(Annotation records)
━━━━━━

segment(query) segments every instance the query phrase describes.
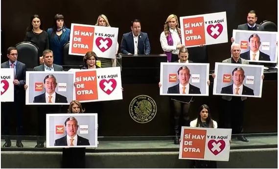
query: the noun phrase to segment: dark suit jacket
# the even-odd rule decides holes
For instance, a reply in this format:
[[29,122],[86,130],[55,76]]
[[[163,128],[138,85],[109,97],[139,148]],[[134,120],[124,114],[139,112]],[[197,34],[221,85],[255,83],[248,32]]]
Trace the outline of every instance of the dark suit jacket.
[[[248,30],[248,25],[247,23],[242,24],[239,24],[237,26],[237,29]],[[256,31],[264,31],[264,28],[260,24],[256,24]]]
[[[242,59],[245,60],[250,60],[250,50],[247,51],[246,52],[240,54],[240,57]],[[258,58],[259,60],[265,60],[265,61],[270,61],[270,57],[269,55],[259,51],[259,57]]]
[[[224,94],[232,94],[232,84],[230,86],[224,87],[222,88],[221,93]],[[243,85],[243,90],[242,91],[243,95],[254,95],[254,91],[253,89],[244,86]]]
[[[14,85],[14,95],[21,95],[23,94],[24,92],[24,85],[25,84],[26,68],[24,63],[19,62],[18,60],[17,61],[16,67],[15,79],[17,79],[19,81],[20,84],[19,85]],[[1,68],[10,68],[9,61],[1,64]],[[15,99],[16,98],[16,97],[20,98],[20,97],[21,96],[18,95],[15,97]]]
[[[178,60],[178,60],[176,61],[175,61],[175,62],[176,62],[176,63],[179,63],[179,62],[178,62]],[[189,62],[189,63],[193,63],[193,62],[192,62],[192,61],[190,61],[190,60],[188,60],[188,61]]]
[[[60,66],[53,64],[52,65],[54,71],[63,71],[63,68]],[[41,65],[34,68],[33,71],[45,71],[45,64]]]
[[[139,35],[138,44],[138,54],[149,54],[150,53],[150,44],[148,36],[146,33],[140,32]],[[135,46],[134,45],[134,37],[132,31],[123,35],[121,42],[121,51],[123,54],[129,53],[135,54]]]
[[[54,146],[67,146],[67,135],[56,139],[54,143]],[[82,137],[77,135],[77,145],[90,145],[89,140]]]
[[[200,94],[200,88],[192,85],[189,83],[189,94]],[[179,83],[172,87],[170,87],[167,89],[167,93],[169,94],[179,94]]]
[[[33,103],[46,103],[46,93],[34,97]],[[68,103],[67,98],[56,93],[55,103]]]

━━━━━━

Put every line above into a JSON list of strings, one string per line, skipping blank lines and leaving out the pictures.

▶ _TASK RESULT_
[
  "segment(query) segments every instance the query phrase describes.",
  "query: the noun phrase to segment: dark suit jacket",
  "# the even-odd rule decides holes",
  "For instance, a reply in this format:",
  "[[29,122],[86,130],[55,76]]",
  "[[[163,128],[138,85],[109,97],[139,148]],[[134,120],[124,114],[139,112]],[[197,34],[221,85],[255,83],[248,32]]]",
  "Trace the outline of every instance of the dark suit jacket.",
  "[[[248,30],[248,25],[247,23],[242,24],[239,24],[237,26],[237,29]],[[256,31],[264,31],[264,28],[260,24],[256,24]]]",
  "[[[242,59],[245,60],[250,60],[250,50],[247,51],[246,52],[240,54],[240,57]],[[258,58],[259,60],[265,60],[265,61],[270,61],[270,57],[269,55],[259,51],[259,57]]]",
  "[[[224,94],[232,94],[232,84],[230,86],[224,87],[222,88],[221,93]],[[243,85],[243,90],[242,91],[243,95],[254,95],[254,91],[253,89],[244,86]]]",
  "[[[14,85],[14,95],[21,95],[23,94],[24,92],[24,85],[25,84],[26,68],[24,63],[19,62],[18,60],[17,61],[16,67],[15,79],[17,79],[19,81],[20,84],[19,85]],[[1,68],[10,68],[9,61],[1,64]],[[15,99],[16,98],[16,97],[20,98],[20,97],[21,96],[18,95],[15,97]]]",
  "[[[178,60],[178,60],[176,61],[175,61],[175,62],[176,62],[176,63],[179,63],[179,62],[178,62]],[[189,62],[189,63],[193,63],[193,62],[192,62],[192,61],[190,61],[190,60],[188,60],[188,61]]]",
  "[[[60,66],[53,64],[52,65],[54,71],[63,71],[63,68]],[[41,65],[34,68],[33,71],[45,71],[45,64]]]",
  "[[[139,35],[138,44],[138,54],[149,54],[150,53],[150,44],[148,36],[146,33],[140,32]],[[135,46],[134,45],[134,37],[132,31],[123,35],[121,42],[121,51],[123,54],[129,53],[135,54]]]",
  "[[[54,146],[67,146],[67,135],[56,139],[54,143]],[[82,137],[77,135],[77,145],[90,145],[89,140]]]",
  "[[[200,94],[200,88],[192,85],[189,83],[189,94]],[[179,83],[172,87],[170,87],[167,89],[167,93],[169,94],[179,94]]]",
  "[[[33,103],[46,103],[46,93],[34,97]],[[68,103],[67,98],[56,93],[55,103]]]"
]